***** Data entries *****

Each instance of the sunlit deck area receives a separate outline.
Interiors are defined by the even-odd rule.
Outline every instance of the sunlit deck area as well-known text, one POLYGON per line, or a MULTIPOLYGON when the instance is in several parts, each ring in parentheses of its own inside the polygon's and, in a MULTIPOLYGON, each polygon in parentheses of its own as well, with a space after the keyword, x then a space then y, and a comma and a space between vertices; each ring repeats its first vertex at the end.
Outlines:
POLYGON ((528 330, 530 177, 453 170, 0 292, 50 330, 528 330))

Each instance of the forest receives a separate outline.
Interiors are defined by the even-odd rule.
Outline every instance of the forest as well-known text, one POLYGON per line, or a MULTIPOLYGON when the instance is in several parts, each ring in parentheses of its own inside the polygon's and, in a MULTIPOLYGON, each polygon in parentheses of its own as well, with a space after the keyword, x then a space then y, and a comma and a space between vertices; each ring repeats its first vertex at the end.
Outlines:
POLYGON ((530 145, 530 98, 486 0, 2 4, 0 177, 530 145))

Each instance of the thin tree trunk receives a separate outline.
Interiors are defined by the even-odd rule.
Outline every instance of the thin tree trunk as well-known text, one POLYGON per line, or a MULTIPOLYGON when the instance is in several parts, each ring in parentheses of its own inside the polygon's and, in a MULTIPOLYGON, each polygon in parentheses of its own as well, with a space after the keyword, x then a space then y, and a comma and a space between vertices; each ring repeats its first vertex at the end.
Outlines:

*****

Reproduce every line of the records above verbatim, with no additions, omissions, or edits.

**Output of the exercise**
Each instance of the sunlit deck area receives a separate outline.
Interiors are defined by the even-odd rule.
Outline every instance of the sunlit deck area as well-known text, one POLYGON per line, or a MULTIPOLYGON when the instance is in several parts, each ring in parentheses of its own inside the polygon's and, in a MULTIPOLYGON, each polygon in parentheses of its own as well, with a space after the keyword, x then a space then y, and a comma and a space between vertices; each ring repeats its first vertex at the end.
Outlines:
POLYGON ((528 330, 530 177, 453 170, 0 292, 50 330, 528 330))

Each instance of the forest receives a separate outline.
Interiors are defined by the even-odd rule.
Outline every instance of the forest as well-known text, one POLYGON per line, or a MULTIPOLYGON when the instance is in several parts, each ring in parentheses of its own inside the polygon's and, in a MULTIPOLYGON, each polygon in parentheses of its own as well, with a space after the keyword, x then a space then y, and a comma and a space between vertices; each ring repeats its first vertex at the end.
Outlines:
POLYGON ((530 145, 530 98, 486 0, 2 4, 0 177, 530 145))

Each instance of the thin tree trunk receives a separate outline.
Interiors are defined by the even-odd rule.
Outline every instance of the thin tree trunk as well-known text, one POLYGON per line, or a MULTIPOLYGON when the instance is in several parts, each ring in parentheses of its own inside the polygon's and, in a MULTIPOLYGON, each polygon in parentheses of its own as well, with a space after the keyword, x then a space then y, and a comma and a space between vertices; each ring repeats its first vertex at the end.
Outlines:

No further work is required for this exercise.